● **What you are asked to do**
Output every row below word for word, in the same order and with nothing changed.

┌─ Data entries

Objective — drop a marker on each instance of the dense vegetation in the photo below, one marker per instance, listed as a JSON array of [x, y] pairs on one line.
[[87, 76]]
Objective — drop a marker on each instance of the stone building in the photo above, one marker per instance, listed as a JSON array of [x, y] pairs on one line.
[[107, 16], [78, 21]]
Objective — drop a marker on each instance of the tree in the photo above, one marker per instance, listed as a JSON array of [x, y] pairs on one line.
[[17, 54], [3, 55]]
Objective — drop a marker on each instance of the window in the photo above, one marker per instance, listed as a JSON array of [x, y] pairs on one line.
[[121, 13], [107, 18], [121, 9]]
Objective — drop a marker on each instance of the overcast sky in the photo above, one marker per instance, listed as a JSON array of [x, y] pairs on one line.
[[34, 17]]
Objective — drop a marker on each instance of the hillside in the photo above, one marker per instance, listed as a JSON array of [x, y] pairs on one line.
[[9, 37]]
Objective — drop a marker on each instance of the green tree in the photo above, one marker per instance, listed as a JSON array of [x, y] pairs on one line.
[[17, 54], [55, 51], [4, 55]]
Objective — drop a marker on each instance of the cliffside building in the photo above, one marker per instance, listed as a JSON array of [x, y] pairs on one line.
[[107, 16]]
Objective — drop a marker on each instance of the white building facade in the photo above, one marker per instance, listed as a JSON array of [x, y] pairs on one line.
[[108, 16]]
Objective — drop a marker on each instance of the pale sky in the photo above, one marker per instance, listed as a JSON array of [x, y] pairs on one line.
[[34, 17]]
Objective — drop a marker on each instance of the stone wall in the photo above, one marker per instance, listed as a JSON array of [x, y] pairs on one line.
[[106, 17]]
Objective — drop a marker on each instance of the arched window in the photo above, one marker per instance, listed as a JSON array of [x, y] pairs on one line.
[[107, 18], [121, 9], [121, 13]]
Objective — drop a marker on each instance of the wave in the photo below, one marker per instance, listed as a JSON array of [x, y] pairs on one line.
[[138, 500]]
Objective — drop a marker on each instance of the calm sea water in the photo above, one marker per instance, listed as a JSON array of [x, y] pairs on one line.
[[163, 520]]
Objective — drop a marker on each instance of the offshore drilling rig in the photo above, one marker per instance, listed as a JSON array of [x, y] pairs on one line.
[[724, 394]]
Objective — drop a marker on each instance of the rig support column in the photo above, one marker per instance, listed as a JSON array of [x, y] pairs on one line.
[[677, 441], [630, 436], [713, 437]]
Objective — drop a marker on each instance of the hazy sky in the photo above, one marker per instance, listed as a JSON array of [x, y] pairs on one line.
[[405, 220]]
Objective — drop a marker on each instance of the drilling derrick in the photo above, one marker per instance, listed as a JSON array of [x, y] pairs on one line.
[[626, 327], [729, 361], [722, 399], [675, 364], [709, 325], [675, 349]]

└─

● **Complete answer**
Objective — drop a marker on each instance of the dense vegetation in the photo below, one marker per instance, listed as a JSON array of [x, y] pairs on one line.
[[87, 76]]
Objective — drop a marker on each instance of the stone building in the photo above, one marker per instance, listed as a JSON array of [x, y] pairs on one line.
[[107, 16], [78, 21]]
Objective — drop a marker on each instance of the tree in the photo above, one marker per instance, listed as a JSON array of [x, y] pairs on one line.
[[17, 54], [3, 55]]
Objective — drop a marker on each instance of the window in the photo above, one marker per instance, listed as a JSON array of [x, y] pairs on one line.
[[121, 13], [107, 18], [121, 9]]
Objective — drop a marker on each instance of the overcast sky in the photo above, one marker per instance, listed as a JSON array of [x, y] pairs on one line.
[[34, 17]]
Objective — drop a marker on each instance of the hillside in the photo above, one marker per instance, listed as a JSON array of [x, y] pairs on one line.
[[9, 37]]
Objective — drop a marker on each instance of the green tree in the photo above, one marker per instance, listed as a JSON array of [x, y] pairs on one line.
[[17, 54], [55, 51], [4, 55]]
Objective — drop a marker on each instance of the cliffside building in the photo above, one marker per instance, listed as a JSON array of [x, y] pairs on one line.
[[107, 16]]
Objective — drop a marker on each instance of the white building facade in the photo above, one marker per instance, listed as a JSON array of [x, y] pairs on one line.
[[108, 16]]
Objective — drop a marker on each instance of the pale sky in the photo above, one marker per instance, listed as a JSON array of [x, y] pairs on one line.
[[34, 17]]
Objective — drop a marker on each instance of the stone wall in the photo above, one marker per instance, listed as a JSON array of [x, y] pairs on one line.
[[106, 17]]
Objective — drop a marker on each instance of the arched window in the photo above, one marker per instance, listed as a JSON array of [x, y] pairs on one line.
[[107, 18], [121, 9], [121, 13]]
Objective — drop a marker on each instance of the wave in the photo below, one marker per instance, listed as a JSON array of [x, y] pairs on one line.
[[138, 500]]
Objective — drop a marker on each instance of the calm sea water in the photo above, one marker per instance, listed as a JSON array of [x, y] pairs on one line.
[[163, 520]]
Objective — drop a marker on each instance of the offshore drilling rig in the photo above, one marker per instance, listed as a JSON array of [x, y] pairs on one line.
[[724, 394]]
Objective — drop a marker on each instance of the rig support column in the photo above, one marker per instance, listed as a JSON array of [x, y] pairs on one line.
[[677, 441], [630, 436], [713, 437]]
Objective — drop a marker on each instance of the hazy sky in the photo above, one marker per instance, listed as a JSON array of [x, y] pairs on one line.
[[405, 220]]
Objective — drop a marker on each instance of the drilling derrick in the photo above, one marker per instance, listed as a JSON array of [x, y] pairs on one line.
[[626, 327], [729, 361], [722, 399], [675, 364], [709, 325], [675, 349]]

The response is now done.